Quote every entry below verbatim, keeping each line in its original order.
#### PROVIDED RECORDS ####
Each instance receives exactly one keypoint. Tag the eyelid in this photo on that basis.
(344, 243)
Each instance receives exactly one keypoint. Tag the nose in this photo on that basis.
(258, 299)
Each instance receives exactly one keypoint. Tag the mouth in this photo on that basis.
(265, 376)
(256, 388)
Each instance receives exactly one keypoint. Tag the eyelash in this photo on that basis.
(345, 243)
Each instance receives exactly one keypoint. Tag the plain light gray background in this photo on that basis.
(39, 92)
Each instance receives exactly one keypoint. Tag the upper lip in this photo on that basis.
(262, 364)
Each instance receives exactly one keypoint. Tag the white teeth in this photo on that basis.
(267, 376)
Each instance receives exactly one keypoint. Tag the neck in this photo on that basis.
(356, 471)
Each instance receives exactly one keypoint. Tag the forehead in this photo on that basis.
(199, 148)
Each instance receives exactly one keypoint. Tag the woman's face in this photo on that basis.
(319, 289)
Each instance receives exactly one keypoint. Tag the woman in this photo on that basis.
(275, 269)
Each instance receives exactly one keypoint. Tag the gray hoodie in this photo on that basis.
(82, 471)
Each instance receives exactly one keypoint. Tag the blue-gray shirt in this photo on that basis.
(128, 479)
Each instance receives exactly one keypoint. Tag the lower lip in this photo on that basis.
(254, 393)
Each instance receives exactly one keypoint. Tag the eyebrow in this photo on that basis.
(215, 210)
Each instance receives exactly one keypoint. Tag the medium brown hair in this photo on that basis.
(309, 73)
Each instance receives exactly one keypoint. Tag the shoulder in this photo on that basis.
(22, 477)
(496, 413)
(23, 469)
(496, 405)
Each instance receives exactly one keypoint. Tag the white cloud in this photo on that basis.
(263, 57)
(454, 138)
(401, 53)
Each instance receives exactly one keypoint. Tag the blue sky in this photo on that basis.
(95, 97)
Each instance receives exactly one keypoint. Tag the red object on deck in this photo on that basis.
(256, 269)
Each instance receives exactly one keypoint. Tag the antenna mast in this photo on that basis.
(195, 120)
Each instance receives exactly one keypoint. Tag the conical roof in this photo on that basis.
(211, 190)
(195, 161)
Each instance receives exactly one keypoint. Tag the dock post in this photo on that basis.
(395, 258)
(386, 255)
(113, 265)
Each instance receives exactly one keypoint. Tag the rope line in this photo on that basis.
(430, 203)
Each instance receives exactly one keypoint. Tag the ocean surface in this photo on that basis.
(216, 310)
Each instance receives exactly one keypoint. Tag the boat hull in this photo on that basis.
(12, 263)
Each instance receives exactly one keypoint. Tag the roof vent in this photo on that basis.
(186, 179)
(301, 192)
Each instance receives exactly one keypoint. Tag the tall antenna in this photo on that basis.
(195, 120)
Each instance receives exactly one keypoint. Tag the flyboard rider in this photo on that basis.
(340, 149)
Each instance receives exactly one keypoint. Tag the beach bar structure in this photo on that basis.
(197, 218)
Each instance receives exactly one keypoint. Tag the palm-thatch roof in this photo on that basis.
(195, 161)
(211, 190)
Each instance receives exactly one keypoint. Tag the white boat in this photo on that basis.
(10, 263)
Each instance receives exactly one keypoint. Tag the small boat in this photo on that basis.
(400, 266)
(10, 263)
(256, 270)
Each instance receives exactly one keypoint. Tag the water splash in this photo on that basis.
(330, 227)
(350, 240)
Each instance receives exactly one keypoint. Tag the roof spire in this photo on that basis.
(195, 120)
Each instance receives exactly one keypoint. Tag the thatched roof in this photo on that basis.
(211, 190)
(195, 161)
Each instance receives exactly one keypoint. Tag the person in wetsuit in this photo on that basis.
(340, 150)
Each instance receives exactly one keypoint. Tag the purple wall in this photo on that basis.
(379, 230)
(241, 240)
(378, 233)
####
### CORRECT RESULT
Each instance receives exactly one keypoint. Tag the eyelid in this photo on that basis.
(344, 243)
Each instance receives exactly one keypoint. Tag the nose in this photo on that basis.
(258, 299)
Each instance receives exactly one keypoint. Tag the mouth in this photo on that basis.
(265, 376)
(256, 388)
Each instance receives exactly one keypoint. Tag the eyelash in this photo on that basis.
(345, 243)
Each instance receives exactly one keypoint. Tag the plain light gray background in this photo on that basis.
(39, 92)
Each instance receives exactly one keypoint. Tag the upper lip in this photo on that basis.
(262, 364)
Each instance receives exactly one keypoint. Tag the white teeth in this photo on that basis.
(267, 376)
Each instance receives exactly one keypoint. Tag the neck in this photo on that basis.
(356, 471)
Each instance receives exactly one keypoint. Tag the forehead in this photo on that basis.
(199, 148)
Each instance receives exactly one keypoint. Tag the woman's face in this photo on that basis.
(319, 289)
Each instance receives exactly one keypoint. Tag the woman in this photo on that basis.
(275, 269)
Each instance receives exactly one keypoint. Tag the gray hoodie in this photo on that basis.
(82, 471)
Each instance receives exactly one keypoint. Tag the blue-gray shirt in this photo on that basis.
(128, 479)
Each instance receives exactly one keypoint. Tag the lower lip in this photo on that basis.
(254, 393)
Each instance receives exactly one keypoint. Tag the eyebrow in this photo on that basis.
(215, 210)
Each instance receives exactly one keypoint. Tag the medium brown hair in this photo on that basis.
(309, 73)
Each instance receives exactly one keypoint. Tag the shoulder in this photo on that basis.
(22, 477)
(496, 413)
(23, 469)
(496, 405)
Each instance receives exactly one keypoint. Tag the white cloud in this photo on that basis.
(263, 57)
(454, 138)
(401, 53)
Each instance receives exactly one keypoint. Tag the blue sky in this photo on that basis.
(95, 97)
Each instance receives exactly one keypoint. Tag the red object on deck in this photo on that basis.
(256, 269)
Each instance receives exactly one keypoint. Tag the antenna mast in this photo on that basis.
(195, 120)
Each instance receives exactly one keypoint. Tag the conical roof in this photo on that basis.
(211, 190)
(195, 161)
Each instance receives exactly one keypoint. Tag the dock post in this photo on that basis.
(395, 258)
(386, 255)
(113, 265)
Each instance receives exactly one keypoint. Tag the rope line in this photo on that basis.
(430, 203)
Each instance receives exactly one keypoint. Tag the ocean surface in this photo on that basis.
(216, 310)
Each instance receives exactly one keypoint. Tag the boat hull in this photo on that basis.
(12, 263)
Each instance receives exactly one keypoint. Tag the roof vent in this photo on that basis.
(186, 179)
(301, 192)
Each instance receives exactly one keypoint. Tag the tall antenna in this photo on that basis.
(195, 120)
Each instance receives exactly one keypoint. Tag the flyboard rider in this photo on that basis.
(340, 149)
Each instance receives exactly one keypoint. Tag the beach bar structure in this photo on that basis.
(197, 218)
Each instance receives exactly one keypoint. Tag the palm-thatch roof in this photo on that basis.
(195, 161)
(211, 190)
Each instance receives exactly one keypoint. Tag the white boat in this photo on that basis.
(10, 263)
Each instance receives exactly one keypoint. Tag the small boat in this photo on that basis.
(400, 266)
(10, 263)
(256, 270)
Each instance receives exactly one keypoint. Tag the water splash in this photo on that basis.
(330, 227)
(350, 240)
Each instance receives exactly one keypoint. Tag the roof spire in this photo on that basis.
(195, 120)
Each instance receives exactly one keypoint. Tag the thatched roof in this photo on that basis.
(211, 190)
(195, 161)
Each instance receives exactly one keypoint. Tag the person in wetsuit in this photo on that basis.
(340, 150)
Each instance receives exactly one keypoint. Tag the purple wall in this photo on that basis.
(379, 230)
(241, 240)
(378, 233)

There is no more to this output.